#### What is being asked
Reply only with how many lines of the listing below hold the word "shipwreck".
——————————
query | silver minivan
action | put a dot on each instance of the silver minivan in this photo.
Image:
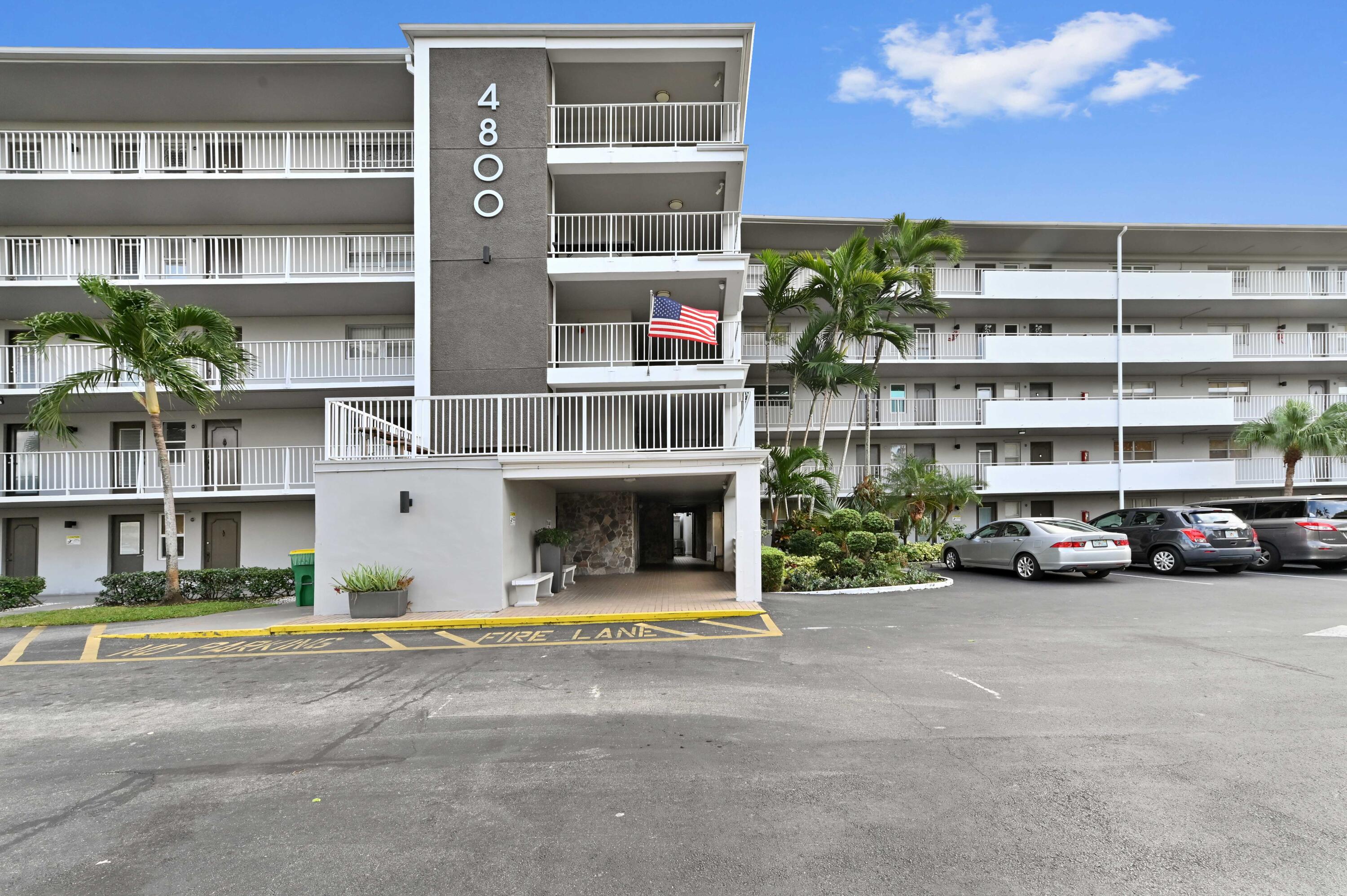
(1310, 529)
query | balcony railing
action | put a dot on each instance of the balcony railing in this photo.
(194, 471)
(644, 233)
(557, 423)
(631, 345)
(277, 364)
(207, 258)
(1171, 410)
(1180, 347)
(644, 124)
(213, 153)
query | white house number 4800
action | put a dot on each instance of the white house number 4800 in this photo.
(487, 136)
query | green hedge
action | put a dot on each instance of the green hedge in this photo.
(774, 569)
(252, 583)
(21, 592)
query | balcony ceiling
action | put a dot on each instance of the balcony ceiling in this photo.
(1048, 240)
(629, 301)
(49, 91)
(638, 83)
(585, 193)
(134, 202)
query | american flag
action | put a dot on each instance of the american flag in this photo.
(674, 321)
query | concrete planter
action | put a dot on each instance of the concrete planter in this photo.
(378, 604)
(550, 558)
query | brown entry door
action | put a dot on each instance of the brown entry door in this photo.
(221, 541)
(128, 544)
(21, 546)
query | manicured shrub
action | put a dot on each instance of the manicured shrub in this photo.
(252, 583)
(803, 544)
(861, 544)
(876, 522)
(845, 521)
(21, 592)
(850, 567)
(774, 569)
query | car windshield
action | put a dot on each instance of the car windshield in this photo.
(1215, 518)
(1329, 510)
(1056, 527)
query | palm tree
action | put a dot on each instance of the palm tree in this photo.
(779, 297)
(787, 476)
(165, 348)
(1295, 433)
(912, 486)
(955, 491)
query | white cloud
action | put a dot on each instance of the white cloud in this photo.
(965, 70)
(1133, 84)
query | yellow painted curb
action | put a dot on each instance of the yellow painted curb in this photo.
(403, 626)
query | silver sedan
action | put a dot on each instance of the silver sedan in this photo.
(1034, 546)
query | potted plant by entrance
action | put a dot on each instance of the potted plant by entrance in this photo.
(550, 545)
(375, 592)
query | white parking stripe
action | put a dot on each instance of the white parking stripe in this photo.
(1156, 579)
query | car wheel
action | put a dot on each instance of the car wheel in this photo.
(1027, 568)
(1167, 561)
(1269, 558)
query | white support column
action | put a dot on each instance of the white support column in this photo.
(743, 525)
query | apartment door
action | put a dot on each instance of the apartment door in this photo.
(22, 472)
(128, 456)
(223, 472)
(923, 411)
(1318, 338)
(221, 549)
(128, 544)
(21, 546)
(926, 341)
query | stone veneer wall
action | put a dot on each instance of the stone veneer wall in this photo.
(603, 530)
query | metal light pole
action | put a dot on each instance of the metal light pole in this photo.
(1117, 295)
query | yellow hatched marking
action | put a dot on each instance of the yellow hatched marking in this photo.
(17, 651)
(91, 651)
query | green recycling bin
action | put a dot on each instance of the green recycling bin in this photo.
(302, 564)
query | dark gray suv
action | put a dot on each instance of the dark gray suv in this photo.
(1170, 540)
(1298, 530)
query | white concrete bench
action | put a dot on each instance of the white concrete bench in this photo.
(523, 592)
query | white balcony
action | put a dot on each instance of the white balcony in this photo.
(278, 365)
(644, 124)
(204, 259)
(539, 425)
(216, 474)
(593, 355)
(619, 235)
(1167, 413)
(85, 154)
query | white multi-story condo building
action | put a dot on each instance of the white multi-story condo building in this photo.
(1017, 384)
(444, 260)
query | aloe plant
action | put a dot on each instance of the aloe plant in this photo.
(363, 579)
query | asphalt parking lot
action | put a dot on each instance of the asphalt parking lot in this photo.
(1139, 733)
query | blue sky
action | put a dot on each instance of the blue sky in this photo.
(1241, 116)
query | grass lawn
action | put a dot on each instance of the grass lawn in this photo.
(92, 615)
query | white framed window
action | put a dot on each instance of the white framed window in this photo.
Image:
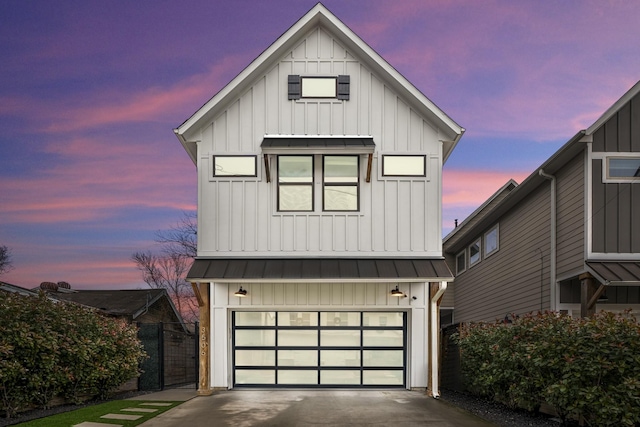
(319, 87)
(340, 183)
(461, 262)
(238, 166)
(295, 183)
(404, 165)
(474, 252)
(491, 241)
(621, 168)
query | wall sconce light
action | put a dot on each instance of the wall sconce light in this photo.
(603, 297)
(398, 293)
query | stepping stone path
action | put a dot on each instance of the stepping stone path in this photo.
(129, 416)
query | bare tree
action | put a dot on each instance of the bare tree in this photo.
(168, 269)
(168, 272)
(6, 264)
(182, 238)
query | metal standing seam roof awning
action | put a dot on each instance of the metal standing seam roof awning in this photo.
(617, 272)
(319, 270)
(313, 144)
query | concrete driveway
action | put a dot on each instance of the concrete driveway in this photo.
(241, 408)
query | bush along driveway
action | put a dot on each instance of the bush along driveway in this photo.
(586, 369)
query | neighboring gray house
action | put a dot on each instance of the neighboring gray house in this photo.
(567, 238)
(319, 219)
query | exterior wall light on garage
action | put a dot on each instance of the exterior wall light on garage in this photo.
(398, 293)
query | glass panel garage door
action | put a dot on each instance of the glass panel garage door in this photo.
(319, 349)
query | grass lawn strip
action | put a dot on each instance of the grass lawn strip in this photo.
(94, 414)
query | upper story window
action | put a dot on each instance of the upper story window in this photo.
(623, 169)
(404, 165)
(241, 166)
(340, 183)
(474, 253)
(337, 87)
(295, 183)
(491, 241)
(461, 262)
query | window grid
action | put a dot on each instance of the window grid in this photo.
(361, 348)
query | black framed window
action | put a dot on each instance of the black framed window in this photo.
(319, 349)
(340, 183)
(295, 183)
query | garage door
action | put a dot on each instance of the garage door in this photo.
(319, 349)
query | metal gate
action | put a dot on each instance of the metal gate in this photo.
(172, 356)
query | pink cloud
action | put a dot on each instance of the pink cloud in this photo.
(95, 177)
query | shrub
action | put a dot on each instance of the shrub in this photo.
(584, 368)
(50, 349)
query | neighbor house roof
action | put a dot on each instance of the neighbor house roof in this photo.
(616, 272)
(320, 269)
(320, 16)
(8, 287)
(128, 302)
(483, 217)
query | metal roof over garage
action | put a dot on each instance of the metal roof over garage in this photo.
(319, 269)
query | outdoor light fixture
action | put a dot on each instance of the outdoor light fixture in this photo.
(398, 293)
(603, 297)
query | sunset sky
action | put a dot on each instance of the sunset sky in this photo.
(91, 90)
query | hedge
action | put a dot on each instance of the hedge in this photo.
(587, 369)
(54, 349)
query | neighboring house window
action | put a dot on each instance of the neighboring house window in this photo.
(234, 166)
(623, 168)
(295, 183)
(474, 253)
(340, 183)
(461, 262)
(404, 165)
(491, 241)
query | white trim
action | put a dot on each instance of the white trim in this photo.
(226, 178)
(479, 242)
(320, 15)
(496, 227)
(614, 108)
(588, 201)
(613, 256)
(435, 335)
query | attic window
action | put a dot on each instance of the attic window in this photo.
(404, 165)
(234, 166)
(318, 87)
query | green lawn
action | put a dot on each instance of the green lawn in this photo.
(93, 413)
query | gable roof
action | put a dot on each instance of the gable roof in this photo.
(550, 166)
(483, 211)
(319, 16)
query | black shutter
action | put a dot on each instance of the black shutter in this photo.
(343, 87)
(294, 86)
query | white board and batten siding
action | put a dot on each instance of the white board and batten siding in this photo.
(239, 217)
(324, 297)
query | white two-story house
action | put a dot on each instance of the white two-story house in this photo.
(319, 218)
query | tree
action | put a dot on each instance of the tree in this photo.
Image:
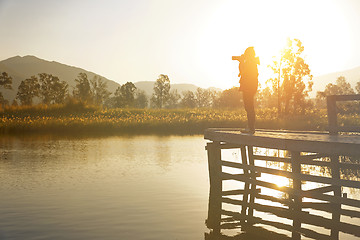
(82, 89)
(341, 87)
(292, 79)
(358, 87)
(188, 100)
(5, 81)
(125, 95)
(141, 100)
(161, 91)
(52, 90)
(266, 98)
(27, 90)
(204, 98)
(231, 98)
(99, 90)
(173, 99)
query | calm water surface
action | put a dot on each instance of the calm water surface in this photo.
(105, 188)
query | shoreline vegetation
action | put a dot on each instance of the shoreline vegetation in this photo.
(86, 120)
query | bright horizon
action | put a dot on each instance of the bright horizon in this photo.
(190, 41)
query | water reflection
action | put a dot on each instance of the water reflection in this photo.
(141, 187)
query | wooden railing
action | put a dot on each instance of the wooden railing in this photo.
(332, 113)
(327, 197)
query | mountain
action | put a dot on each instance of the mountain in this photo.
(352, 76)
(20, 68)
(147, 87)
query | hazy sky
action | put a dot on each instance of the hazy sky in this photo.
(191, 41)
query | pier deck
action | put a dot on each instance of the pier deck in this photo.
(320, 170)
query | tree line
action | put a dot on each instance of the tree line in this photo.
(287, 90)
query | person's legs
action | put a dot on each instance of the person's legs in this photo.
(250, 109)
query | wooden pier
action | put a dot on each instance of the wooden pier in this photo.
(319, 170)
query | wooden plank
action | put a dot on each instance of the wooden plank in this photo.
(336, 207)
(331, 110)
(347, 145)
(240, 191)
(321, 189)
(304, 177)
(303, 217)
(352, 97)
(318, 196)
(272, 159)
(253, 175)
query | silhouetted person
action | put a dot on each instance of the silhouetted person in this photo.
(249, 83)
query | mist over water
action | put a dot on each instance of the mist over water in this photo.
(141, 187)
(108, 188)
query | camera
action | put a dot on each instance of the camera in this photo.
(239, 58)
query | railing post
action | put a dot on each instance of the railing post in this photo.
(336, 207)
(244, 160)
(215, 195)
(331, 110)
(297, 206)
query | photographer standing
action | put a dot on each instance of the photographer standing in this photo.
(249, 84)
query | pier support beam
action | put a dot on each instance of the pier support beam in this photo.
(215, 195)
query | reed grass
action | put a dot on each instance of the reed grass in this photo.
(78, 119)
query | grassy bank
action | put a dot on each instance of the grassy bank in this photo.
(87, 120)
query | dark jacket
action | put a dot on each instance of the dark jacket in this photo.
(249, 74)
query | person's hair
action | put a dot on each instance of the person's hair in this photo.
(249, 52)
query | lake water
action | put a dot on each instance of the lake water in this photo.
(103, 188)
(141, 187)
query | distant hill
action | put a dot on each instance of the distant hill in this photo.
(20, 68)
(352, 76)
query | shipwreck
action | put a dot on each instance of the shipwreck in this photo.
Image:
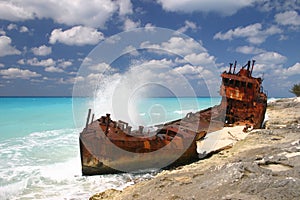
(109, 146)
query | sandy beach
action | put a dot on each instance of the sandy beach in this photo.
(265, 164)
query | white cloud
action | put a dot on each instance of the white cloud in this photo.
(42, 50)
(12, 73)
(290, 71)
(131, 50)
(64, 64)
(278, 5)
(149, 27)
(6, 48)
(12, 27)
(70, 12)
(177, 45)
(24, 29)
(288, 18)
(129, 24)
(125, 7)
(253, 33)
(78, 35)
(53, 69)
(228, 7)
(268, 62)
(249, 50)
(187, 25)
(101, 67)
(270, 58)
(2, 32)
(44, 63)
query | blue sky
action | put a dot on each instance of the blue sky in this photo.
(43, 43)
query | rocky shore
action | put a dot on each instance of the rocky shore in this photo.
(264, 165)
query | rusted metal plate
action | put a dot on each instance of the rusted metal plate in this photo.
(243, 103)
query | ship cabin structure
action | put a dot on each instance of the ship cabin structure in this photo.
(243, 96)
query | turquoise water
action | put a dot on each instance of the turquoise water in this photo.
(39, 151)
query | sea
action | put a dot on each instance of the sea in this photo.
(39, 144)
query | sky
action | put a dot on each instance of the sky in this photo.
(48, 48)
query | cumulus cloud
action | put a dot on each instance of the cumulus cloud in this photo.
(290, 71)
(24, 29)
(268, 62)
(2, 32)
(249, 50)
(54, 69)
(12, 73)
(288, 18)
(100, 67)
(270, 57)
(6, 48)
(253, 33)
(177, 45)
(187, 25)
(228, 7)
(12, 27)
(70, 12)
(78, 35)
(64, 64)
(129, 24)
(42, 50)
(36, 62)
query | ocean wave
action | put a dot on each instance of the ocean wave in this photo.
(46, 165)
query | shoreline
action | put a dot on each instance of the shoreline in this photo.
(263, 165)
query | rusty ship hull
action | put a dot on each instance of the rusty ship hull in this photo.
(108, 146)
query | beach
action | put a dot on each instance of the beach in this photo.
(263, 165)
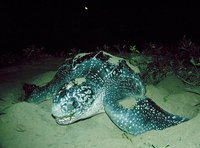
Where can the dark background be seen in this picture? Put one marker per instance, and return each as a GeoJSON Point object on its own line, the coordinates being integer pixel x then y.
{"type": "Point", "coordinates": [66, 24]}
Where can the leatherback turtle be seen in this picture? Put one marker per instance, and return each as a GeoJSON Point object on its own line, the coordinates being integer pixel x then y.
{"type": "Point", "coordinates": [95, 82]}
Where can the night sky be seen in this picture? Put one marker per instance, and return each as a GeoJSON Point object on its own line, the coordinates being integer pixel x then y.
{"type": "Point", "coordinates": [86, 24]}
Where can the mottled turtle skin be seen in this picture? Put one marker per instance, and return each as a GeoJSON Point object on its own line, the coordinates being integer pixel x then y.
{"type": "Point", "coordinates": [96, 82]}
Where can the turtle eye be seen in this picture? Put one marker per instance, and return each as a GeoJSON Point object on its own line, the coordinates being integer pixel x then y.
{"type": "Point", "coordinates": [70, 105]}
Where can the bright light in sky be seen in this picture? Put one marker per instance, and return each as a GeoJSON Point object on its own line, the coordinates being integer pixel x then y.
{"type": "Point", "coordinates": [86, 8]}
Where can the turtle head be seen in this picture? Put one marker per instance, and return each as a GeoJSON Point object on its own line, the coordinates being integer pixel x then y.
{"type": "Point", "coordinates": [72, 103]}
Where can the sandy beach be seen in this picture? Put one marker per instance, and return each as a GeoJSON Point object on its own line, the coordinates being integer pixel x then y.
{"type": "Point", "coordinates": [25, 125]}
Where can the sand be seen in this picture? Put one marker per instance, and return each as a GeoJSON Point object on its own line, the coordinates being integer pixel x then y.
{"type": "Point", "coordinates": [24, 125]}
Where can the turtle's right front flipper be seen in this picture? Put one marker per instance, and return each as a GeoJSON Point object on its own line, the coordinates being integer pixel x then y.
{"type": "Point", "coordinates": [143, 117]}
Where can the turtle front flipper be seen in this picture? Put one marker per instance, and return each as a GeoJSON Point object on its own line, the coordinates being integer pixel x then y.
{"type": "Point", "coordinates": [143, 117]}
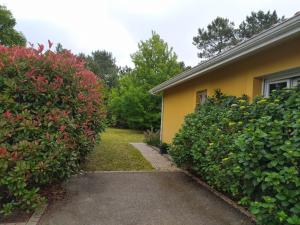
——————————
#### Task output
2